Supplied text
※ ※ ※
I think it’s interesting that there can be so many different points of view about Altman and which films are the best. From my perspective it has to do with what he represented when his films first came out, what those films meant when set against the movie landscape of the moment. For other people, younger than Glenn or myself, I’m sure it’s very different. Even if I don’t like NASHVILLE so much anymore, I still treasure the experience of seeing it for the first time.
I don’t buy the “smug and superior” line, and Robin Wood’s critique of Altman never had much traction for me – he could have made exactly the same argument about HIS GIRL FRIDAY. If I prefer M*A*S*H* to NASHVILLE, it’s because everything and everyone in it is shadowed by the war. At any rate, smugness and superiority have nothing to do with my problems with NASHVILLE.
I don’t understand why Altman’s statements in an interview about Geraldine Chaplin’s character should have any bearing on how we see her in the movie. Nor do I care about Altman’s offscreen life – why should it make a difference?
I agree with Preston – Altman is not at all a deep issue kind of filmmaker. Most great filmmakers aren’t. My problems are with the movies that TRY to deal with big issues. NASHVILLE may indeed play best as a “loose essay on celebrity,” but to recast it as such is to leave out a lot of its rhetorical moves. On the other hand, I don’t see any “mawkish parody” in the movie. Just a lot of shallow conceptions. To me, any number of characters and situations within the film could have served as the basis of a great movie – Lily Tomlin and her kids most of all – but instead they’re stuck in this one.
Oy – up above I wrote that Tomlin’s character is married to Garfield. Dead wrong, of course – her scene with Ned Beatty and the kids is great.
Tomlin has one scene where she’s totally out of character, and in that caricaturish Altman way–talking in a cornpone accent and telling some story that either should’ve come from one of the other characters or else has to make us think less of her than the film would otherwise have it.
The critical line about Altman that’s always irked me is how he supposedly “detested” the genres he worked in, and the thesis seems to be that he deliberately shredded them in some pretentious hippie snit. But there’s a difference between despising something and seeing that it needs replenishing, and the movies usually made to serve as evidence–most notably “McCabe” and “Long Goodbye”–are actually incredibly observant of their respective conventions. The placement of “Hurray for Hollywood” doesn’t begin to diminish how shattering it is when Roger Wade drowns or Marty Augustine does his Coke bottle number, and the straw-haired gunslinger murders Carradine by employing the oldest trick in the Western book, and that scene’s shot as straight as an arrow. If Altman hated genre, then so did David Chase–a man who clearly adores the gangster form. It’s rather a case of them understanding that genres are robust enough to handle multiple layers of meaning.
※ ※ ※
Record set

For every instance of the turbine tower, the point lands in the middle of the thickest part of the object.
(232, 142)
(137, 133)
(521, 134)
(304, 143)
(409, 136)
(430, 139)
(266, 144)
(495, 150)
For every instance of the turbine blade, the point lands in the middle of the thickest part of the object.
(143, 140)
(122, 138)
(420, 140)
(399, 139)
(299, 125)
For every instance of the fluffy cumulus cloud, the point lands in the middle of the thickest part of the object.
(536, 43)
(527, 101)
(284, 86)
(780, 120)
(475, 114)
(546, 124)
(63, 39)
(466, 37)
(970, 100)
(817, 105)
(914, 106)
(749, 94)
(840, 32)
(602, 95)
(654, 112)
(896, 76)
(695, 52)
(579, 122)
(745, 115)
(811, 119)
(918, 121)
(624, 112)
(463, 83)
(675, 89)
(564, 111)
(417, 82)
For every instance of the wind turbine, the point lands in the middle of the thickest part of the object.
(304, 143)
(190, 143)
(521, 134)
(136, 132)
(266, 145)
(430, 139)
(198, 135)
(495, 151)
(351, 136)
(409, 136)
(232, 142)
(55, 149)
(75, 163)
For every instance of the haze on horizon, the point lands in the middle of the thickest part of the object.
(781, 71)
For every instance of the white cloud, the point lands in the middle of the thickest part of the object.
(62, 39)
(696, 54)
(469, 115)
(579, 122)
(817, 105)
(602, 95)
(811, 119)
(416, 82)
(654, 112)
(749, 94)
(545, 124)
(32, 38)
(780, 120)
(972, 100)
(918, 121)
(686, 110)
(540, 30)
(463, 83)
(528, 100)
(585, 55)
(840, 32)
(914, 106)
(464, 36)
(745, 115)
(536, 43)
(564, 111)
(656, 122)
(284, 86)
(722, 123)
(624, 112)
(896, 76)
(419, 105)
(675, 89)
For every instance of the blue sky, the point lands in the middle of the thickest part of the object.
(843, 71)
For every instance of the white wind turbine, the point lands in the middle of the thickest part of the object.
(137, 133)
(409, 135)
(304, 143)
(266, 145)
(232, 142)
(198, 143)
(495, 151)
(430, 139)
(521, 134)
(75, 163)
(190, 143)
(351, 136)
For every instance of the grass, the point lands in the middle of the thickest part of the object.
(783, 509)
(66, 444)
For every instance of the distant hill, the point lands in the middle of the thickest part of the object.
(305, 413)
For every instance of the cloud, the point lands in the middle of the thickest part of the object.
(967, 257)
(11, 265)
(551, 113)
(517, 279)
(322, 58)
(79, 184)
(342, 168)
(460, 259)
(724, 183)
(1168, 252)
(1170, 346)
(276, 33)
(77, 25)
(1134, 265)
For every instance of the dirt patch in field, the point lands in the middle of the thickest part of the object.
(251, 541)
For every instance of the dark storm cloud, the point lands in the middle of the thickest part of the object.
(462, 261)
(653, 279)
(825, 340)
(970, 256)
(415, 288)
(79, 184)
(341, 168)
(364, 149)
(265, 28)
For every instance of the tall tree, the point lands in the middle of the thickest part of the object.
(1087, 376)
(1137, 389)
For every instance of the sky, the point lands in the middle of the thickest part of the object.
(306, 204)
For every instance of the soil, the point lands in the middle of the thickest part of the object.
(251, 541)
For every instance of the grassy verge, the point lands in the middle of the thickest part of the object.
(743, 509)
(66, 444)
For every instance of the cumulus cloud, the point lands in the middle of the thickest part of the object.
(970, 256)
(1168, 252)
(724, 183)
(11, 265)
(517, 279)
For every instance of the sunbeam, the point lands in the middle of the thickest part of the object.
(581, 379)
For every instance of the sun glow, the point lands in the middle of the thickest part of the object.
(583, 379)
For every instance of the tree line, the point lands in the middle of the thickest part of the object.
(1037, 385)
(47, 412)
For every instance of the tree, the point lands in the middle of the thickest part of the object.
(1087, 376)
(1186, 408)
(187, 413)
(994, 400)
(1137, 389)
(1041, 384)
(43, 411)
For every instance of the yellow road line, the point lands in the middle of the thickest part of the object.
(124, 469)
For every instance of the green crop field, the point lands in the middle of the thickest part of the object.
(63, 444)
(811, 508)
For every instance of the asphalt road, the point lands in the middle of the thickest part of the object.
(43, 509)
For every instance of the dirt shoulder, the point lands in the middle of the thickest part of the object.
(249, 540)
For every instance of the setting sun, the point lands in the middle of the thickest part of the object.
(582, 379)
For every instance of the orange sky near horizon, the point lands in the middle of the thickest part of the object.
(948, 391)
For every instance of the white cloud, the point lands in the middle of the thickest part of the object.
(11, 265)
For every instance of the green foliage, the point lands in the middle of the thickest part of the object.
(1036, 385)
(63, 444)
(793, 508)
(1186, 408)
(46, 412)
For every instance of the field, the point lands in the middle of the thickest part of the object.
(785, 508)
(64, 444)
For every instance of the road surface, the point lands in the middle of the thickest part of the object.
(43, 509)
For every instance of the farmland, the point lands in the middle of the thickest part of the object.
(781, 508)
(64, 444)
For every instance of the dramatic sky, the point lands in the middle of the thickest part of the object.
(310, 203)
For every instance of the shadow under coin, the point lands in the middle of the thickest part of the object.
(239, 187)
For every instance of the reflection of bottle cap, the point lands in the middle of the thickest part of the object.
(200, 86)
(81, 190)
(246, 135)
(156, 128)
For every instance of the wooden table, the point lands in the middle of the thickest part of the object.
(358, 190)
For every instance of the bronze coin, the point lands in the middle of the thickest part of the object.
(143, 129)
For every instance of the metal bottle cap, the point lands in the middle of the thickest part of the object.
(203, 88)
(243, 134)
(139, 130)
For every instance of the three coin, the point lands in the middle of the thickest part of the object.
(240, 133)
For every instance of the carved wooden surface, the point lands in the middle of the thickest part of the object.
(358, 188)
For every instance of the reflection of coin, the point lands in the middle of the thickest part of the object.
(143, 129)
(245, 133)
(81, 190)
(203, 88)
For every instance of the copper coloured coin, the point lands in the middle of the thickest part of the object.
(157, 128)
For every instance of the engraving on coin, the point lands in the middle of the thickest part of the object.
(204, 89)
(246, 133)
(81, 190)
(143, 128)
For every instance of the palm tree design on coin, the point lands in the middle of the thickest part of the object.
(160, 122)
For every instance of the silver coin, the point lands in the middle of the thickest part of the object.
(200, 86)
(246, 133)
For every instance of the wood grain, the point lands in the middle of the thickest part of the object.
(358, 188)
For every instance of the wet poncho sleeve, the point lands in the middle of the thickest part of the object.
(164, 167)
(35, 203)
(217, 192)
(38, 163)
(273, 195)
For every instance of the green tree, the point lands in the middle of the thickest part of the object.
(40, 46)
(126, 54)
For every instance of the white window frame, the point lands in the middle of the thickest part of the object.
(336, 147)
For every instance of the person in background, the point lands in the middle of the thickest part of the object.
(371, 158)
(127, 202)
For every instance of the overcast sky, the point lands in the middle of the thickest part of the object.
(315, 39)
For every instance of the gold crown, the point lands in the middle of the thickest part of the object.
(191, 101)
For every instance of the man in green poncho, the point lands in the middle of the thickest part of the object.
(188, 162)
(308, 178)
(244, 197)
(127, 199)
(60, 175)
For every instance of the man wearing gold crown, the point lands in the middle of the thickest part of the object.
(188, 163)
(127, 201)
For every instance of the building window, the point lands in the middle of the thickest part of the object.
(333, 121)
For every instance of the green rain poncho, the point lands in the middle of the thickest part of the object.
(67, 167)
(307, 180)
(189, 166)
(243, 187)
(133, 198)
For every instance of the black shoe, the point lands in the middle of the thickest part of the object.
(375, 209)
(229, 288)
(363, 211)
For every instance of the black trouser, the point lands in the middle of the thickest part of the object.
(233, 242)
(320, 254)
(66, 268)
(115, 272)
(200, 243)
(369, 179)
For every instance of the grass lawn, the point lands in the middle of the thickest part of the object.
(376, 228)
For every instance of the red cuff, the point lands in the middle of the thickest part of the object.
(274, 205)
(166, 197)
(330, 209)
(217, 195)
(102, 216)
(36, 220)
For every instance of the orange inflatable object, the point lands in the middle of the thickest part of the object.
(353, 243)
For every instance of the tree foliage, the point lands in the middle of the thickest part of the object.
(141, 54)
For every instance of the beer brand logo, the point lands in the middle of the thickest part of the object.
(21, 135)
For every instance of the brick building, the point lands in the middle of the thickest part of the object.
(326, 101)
※ ※ ※
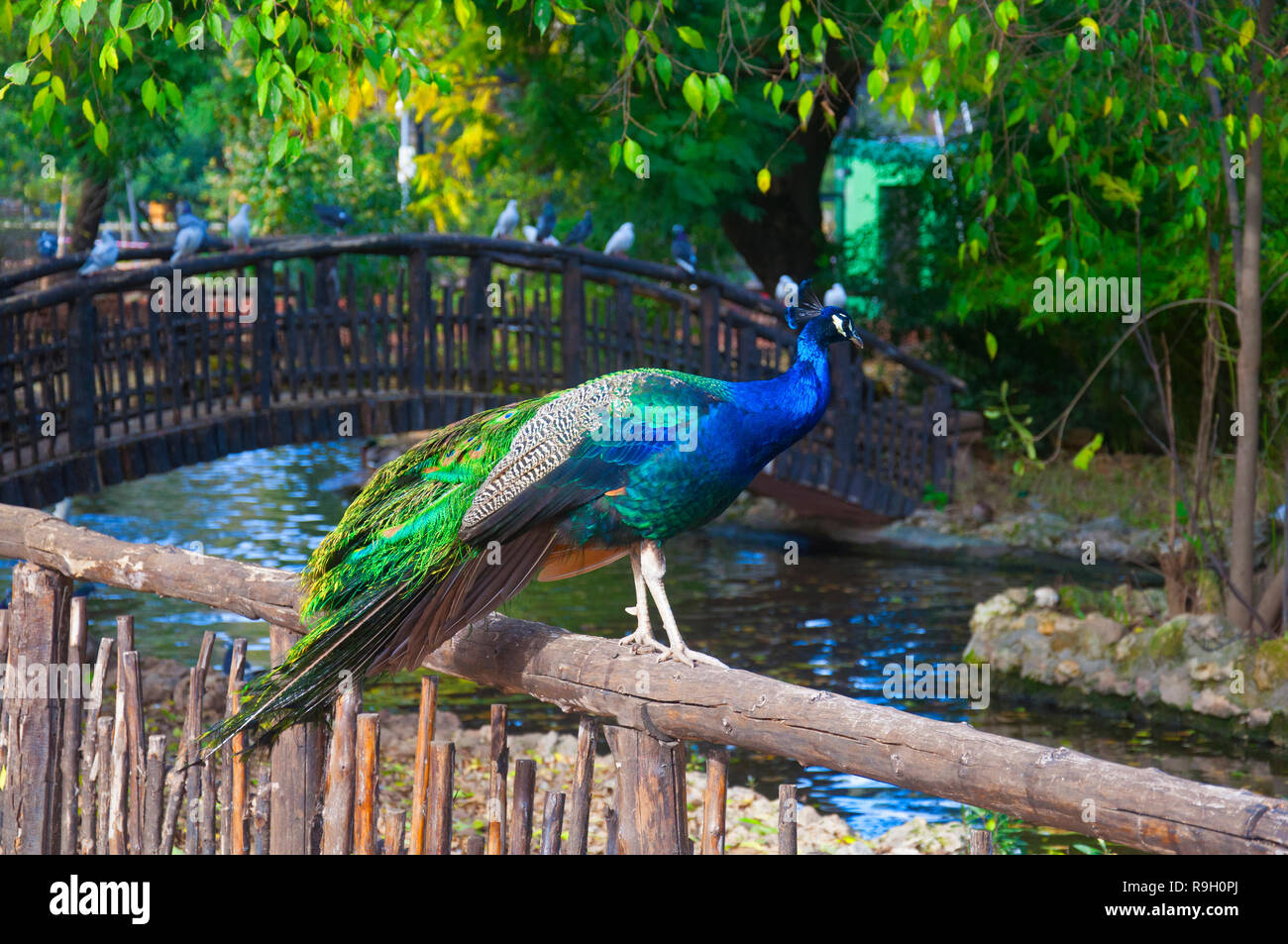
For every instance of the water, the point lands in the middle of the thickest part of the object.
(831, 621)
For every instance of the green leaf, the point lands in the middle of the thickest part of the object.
※ ※ ※
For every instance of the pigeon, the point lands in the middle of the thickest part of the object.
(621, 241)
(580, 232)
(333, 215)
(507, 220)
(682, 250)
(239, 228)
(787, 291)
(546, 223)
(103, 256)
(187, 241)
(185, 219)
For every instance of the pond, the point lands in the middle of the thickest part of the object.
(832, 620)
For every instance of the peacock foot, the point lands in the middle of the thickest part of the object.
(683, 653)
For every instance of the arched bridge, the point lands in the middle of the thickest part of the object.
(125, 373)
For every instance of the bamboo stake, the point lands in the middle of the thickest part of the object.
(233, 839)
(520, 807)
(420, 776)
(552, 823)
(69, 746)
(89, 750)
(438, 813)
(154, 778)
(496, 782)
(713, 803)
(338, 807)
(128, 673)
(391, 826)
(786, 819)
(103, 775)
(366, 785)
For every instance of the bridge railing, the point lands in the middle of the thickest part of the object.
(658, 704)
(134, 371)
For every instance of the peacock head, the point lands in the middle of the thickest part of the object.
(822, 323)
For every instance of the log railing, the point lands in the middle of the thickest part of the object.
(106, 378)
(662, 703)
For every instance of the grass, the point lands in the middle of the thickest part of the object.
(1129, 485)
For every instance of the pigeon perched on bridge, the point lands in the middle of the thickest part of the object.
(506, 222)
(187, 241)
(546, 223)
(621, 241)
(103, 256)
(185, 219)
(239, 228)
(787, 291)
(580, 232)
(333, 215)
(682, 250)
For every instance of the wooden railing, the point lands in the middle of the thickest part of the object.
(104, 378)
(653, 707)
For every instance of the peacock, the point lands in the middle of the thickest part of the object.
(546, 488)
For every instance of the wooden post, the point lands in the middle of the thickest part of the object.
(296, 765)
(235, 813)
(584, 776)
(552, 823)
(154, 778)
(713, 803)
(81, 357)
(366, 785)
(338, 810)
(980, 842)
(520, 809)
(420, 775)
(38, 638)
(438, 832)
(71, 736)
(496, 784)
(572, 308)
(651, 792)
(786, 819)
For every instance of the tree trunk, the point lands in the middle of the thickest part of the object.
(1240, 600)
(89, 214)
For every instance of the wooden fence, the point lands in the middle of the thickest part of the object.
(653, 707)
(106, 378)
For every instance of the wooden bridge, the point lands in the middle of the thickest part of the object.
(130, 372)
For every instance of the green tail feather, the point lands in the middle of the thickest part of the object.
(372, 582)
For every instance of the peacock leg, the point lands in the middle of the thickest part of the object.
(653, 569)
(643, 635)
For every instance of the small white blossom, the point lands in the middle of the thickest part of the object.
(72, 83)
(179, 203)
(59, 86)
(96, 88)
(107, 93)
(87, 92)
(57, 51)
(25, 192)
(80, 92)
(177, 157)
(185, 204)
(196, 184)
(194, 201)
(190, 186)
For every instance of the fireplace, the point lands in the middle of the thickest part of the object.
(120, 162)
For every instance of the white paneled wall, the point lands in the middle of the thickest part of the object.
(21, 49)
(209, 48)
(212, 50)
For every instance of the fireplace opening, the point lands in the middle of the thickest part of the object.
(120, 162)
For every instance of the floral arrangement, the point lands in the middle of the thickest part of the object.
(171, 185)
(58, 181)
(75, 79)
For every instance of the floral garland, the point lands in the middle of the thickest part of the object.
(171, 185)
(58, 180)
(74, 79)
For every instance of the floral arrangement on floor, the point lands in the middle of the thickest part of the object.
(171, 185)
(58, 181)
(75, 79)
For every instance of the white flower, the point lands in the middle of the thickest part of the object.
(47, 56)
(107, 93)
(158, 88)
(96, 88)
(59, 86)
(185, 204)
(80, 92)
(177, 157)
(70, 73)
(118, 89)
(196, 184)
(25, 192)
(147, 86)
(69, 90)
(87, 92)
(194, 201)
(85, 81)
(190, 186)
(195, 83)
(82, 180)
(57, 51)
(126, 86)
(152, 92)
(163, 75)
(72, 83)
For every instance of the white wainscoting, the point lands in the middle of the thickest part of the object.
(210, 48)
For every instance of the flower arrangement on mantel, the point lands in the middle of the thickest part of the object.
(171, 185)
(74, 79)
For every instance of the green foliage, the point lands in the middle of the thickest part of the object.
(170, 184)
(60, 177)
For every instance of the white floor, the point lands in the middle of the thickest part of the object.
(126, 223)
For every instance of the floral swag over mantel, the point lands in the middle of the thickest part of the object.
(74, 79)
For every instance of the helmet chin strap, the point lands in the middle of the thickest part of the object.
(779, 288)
※ ※ ※
Set problem
Continue the comments on Altman's films from the point where they stop.

Response to this exercise
(And just as a sidebar, something that really struck me about “They Drive by Night” when I saw it again was how tonally consistent it is with “Thieves”, especially the performances of the two women: O’Donnell, with her overalls, Cokes and smokes, is practically Duvall’s spiritual mirror. I’ve read Altman saying he’d never seen Ray’s movie, and I believe it, but I’d swear I can feel the earlier movie’s fingerprints all over the later one. It may just be the power of Edward Anderson’s novel coming through.)
Kent Jones: “I don’t understand why Altman’s statements in an interview about Geraldine Chaplin’s character should have any bearing on how we see her in the movie.”
It shouldn’t; just going for a joke based on the direction the conversation had gone in relation to Nashville and Chaplin, and warren oates’s comment in particular.
@Kent – “I think it’s interesting that there can be so many different points of view about Altman and which films are the best.”
NASHVILLE’s not even my favorite, but I can’t say what my favorite actually is because I think I’d get yelled at.
Oh, c’mon–“O.C. & Stiggs” isn’t THAT bad.
“I think Altman goes sour and strangely stodgy when he’s making big statements about America.”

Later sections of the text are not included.